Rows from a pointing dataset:
★ ★ ★ ★

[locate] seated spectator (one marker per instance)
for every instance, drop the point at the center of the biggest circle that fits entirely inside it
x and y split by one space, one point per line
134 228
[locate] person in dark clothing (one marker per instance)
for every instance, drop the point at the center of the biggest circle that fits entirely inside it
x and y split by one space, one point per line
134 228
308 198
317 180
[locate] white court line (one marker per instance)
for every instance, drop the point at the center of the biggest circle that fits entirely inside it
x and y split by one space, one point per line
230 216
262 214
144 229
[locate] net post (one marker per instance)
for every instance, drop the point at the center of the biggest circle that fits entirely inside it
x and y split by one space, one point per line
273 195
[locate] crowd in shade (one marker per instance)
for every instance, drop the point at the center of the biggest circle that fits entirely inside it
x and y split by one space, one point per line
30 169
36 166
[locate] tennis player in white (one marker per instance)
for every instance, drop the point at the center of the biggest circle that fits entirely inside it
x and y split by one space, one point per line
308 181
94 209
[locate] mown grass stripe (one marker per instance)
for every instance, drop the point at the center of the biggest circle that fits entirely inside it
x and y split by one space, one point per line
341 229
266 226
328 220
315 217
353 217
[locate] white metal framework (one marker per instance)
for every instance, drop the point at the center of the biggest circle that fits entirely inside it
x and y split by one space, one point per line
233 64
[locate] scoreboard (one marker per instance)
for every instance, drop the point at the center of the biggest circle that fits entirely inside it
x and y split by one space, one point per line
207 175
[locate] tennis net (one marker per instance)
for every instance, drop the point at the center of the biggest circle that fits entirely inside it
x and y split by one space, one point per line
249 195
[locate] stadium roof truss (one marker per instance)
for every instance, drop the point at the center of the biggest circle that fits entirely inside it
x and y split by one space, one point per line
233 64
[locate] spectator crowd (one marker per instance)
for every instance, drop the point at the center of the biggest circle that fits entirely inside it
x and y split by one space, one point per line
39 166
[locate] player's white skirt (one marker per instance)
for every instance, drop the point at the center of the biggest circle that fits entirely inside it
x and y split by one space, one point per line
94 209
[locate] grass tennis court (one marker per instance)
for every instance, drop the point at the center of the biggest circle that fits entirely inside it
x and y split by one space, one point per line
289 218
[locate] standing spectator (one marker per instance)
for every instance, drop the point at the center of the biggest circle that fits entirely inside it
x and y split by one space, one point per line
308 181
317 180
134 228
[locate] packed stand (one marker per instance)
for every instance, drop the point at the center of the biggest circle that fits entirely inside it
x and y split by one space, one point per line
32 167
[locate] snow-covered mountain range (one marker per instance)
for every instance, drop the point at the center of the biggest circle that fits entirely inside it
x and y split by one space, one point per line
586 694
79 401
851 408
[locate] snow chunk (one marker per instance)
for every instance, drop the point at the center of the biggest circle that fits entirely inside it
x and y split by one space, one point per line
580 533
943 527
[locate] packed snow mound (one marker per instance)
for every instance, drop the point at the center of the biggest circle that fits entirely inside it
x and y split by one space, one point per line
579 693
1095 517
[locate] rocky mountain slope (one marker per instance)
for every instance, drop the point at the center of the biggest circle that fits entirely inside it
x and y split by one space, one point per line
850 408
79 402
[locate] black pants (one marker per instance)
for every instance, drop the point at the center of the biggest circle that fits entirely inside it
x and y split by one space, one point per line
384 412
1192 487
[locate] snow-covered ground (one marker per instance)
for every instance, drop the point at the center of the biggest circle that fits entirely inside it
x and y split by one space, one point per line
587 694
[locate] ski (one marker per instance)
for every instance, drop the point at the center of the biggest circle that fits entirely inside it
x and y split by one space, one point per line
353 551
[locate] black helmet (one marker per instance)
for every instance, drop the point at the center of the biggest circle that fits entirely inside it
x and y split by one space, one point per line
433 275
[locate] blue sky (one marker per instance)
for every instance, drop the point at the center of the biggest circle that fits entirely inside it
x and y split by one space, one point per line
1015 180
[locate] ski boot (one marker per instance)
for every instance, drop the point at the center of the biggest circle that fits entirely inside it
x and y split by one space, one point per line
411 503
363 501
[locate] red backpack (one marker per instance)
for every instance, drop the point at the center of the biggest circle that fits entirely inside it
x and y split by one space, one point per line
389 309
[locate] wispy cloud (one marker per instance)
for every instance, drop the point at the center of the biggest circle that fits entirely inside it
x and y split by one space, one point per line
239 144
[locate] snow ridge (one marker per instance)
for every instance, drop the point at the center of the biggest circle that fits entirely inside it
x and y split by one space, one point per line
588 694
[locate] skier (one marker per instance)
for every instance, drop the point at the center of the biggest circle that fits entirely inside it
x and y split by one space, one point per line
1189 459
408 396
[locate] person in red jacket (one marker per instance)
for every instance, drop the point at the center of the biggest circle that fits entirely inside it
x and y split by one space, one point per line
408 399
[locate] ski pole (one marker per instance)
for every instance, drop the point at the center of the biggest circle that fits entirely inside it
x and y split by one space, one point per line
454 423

★ ★ ★ ★

Work to be completed:
Format the listing above as a two-column CSV with the header columns "input" and "output", one row per entry: the entry's text goes in "input" and its answer in "output". Each value sits in a single double-quoted field with line breaks replaced by spaces, and every entry in the listing is included.

The output:
input,output
"[locate] seated spectator (one marker per instance) for every instance, drop the point at the center of the biggest circle that fits entirely inside it x and y split by one space, one point per line","134 228"
"[locate] person in dark clothing (one marker per instance) for every instance, drop the point at the center of the biggest circle that fits entirely inside it x and y split by one space, one point per line","134 228 308 198 317 180"
"[locate] white court line (one marker per instance) for every instance, drop the point at the center of the biggest circle that fits entirely inside it x and y split by one space, one point per line","230 216 262 214 144 229"
"[locate] net post (one marker per instance) for every instance, drop the point at the center of the biggest circle that fits entirely inside it x and y split by one space, one point per line","273 195"
"[locate] crowd in shade (one marker per instance) for every instance, drop the point at the center of the biggest circle that fits entirely inside it x and y split by one space, one point per line","30 169 36 166"
"[locate] tennis player in white (one marker per instance) for every instance, drop the point at the center of the biggest circle that fits entirely inside it x and y split by one space, one point per line","308 181 94 209"
"[locate] mown grass stripe (one marker per instance) for every instance, drop the point at the center of the biggest circle that fits entirely inside it x and y split by one space, one point per line","341 229 266 226 328 220 315 217 353 217"
"[locate] white metal framework (one marker per instance) for every instance, drop the point at the center of the biggest circle that fits entirely inside it x and y split by one space, one point per line","233 64"
"[locate] scoreboard (one marker per instance) for every instance, drop the point at the center of the biggest circle that fits entirely inside it x and y split by one space, one point per line","207 175"
"[locate] tennis net (one marker per instance) for every instance, drop the point at the center of the biggest circle that fits entirely inside it x and y split by one space, one point per line","249 195"
"[locate] stadium roof truss (one marker per instance) for every instance, drop the point at the center of the biggest circle that fits entirely inside it x and y split by one space, one point per line","233 64"
"[locate] spectator crowd (one marker per instance) for every instance, drop the point at the center of the biggest circle that fits entirely inside it x and y split by one space, one point per line","39 166"
"[locate] player's white skirt (one marker per instance) for every instance, drop the point at the center of the biggest circle that fits entirely inside it x and y split by one space, one point per line","94 209"
"[locate] grass tennis court (one marker per instance) for every instance, drop the point at the center of the biggest circle that fits entirely inside it x and y split by one space, one point per line","289 218"
"[locate] standing spectator (one marker per instance) for every instance, drop the point at the center of the biggest circle that fits entirely inside it x and y split by one space, one point per line","308 181 317 180 134 228"
"[locate] packed stand (one marker per instance) for every instance, drop the point at the center of the biggest circle that fits entirely inside it x and y split by one space, one point per line","32 167"
"[locate] snow-covered mountain range (one marker per instance) for every instance, drop the point at the center of the biggest circle that fits entirely inside it x and y split by one space, one point per line","586 694 79 401 851 408"
"[locate] snow chunk (one marker per instance) for every instance, drop the point at the center of the biggest circle that fits entirely inside it x and y split by one space, one point per line","580 533 943 527"
"[locate] packed snow mound (one marker per instance) for every instance, drop the point at the center of the biggest circle that fits entirely inside it x and y split by one space, one point per line","579 693 1095 517"
"[locate] rocky mountain slope (one marker per instance) for every instance, drop the point at the center of the biggest circle that fits entirely inside it x and y split by one space, one point per line","850 408 79 402"
"[locate] black pants (one marker per instance) for every instance, drop the point at the center of the biggest circle that fits entirely inside it x and y split by one space, one point per line","384 412 1192 487"
"[locate] snow-covered ground (one marker per instance) for every instance, drop the point at the center of the biggest circle that fits entirely inside it x and y split by one space, one point per line","587 694"
"[locate] ski (one marker per instance) for every instance, drop the point at the center of the biggest circle that fits entirely inside it x and y split by one space, one point per line","353 551"
"[locate] black helmet (one marker per instance) for every instance, drop the point at the center of the biggest circle that fits entirely inside it x and y split by one space, one point per line","433 275"
"[locate] blue sky (one marker per instance) for every instance, drop the point at the center of the biggest circle that fits entirely inside it x and y split by one space, one point per line","1015 180"
"[locate] ski boot (one marker per instance) for every instance, drop the point at the center of the biggest circle that fits entirely inside it x and y split by one space, one point per line","411 503 363 501"
"[locate] red backpack (one marker per instance) for every instance, drop the point at the center of the biggest circle that fits entirely inside it x and y split by one space, one point per line","389 309"
"[locate] wispy cloud (one marker per instance) for every instance, drop the point at the center of the biggest circle that fits entirely inside it x and y split by one space, one point per line","239 144"
"[locate] snow ridge (one marker per instance) for every instance, drop the point at the center of the biggest circle that fits entirely inside it x and y split by one space, one point per line","588 694"
"[locate] skier (one marker per instance) for every instance, drop the point at the center of the biggest circle that fits entirely inside it x and y split by one space, one point per line","1189 459 408 396"
"[locate] person in red jacket (one marker per instance) for every instance, drop the point at the center of the biggest circle that fits entirely inside it x and y split by one space, one point per line","408 399"
"[locate] ski pole (one marker per instance) for every instance, drop the point at the center of the biggest circle that fits entirely inside it x and y split by one space, one point per line","454 423"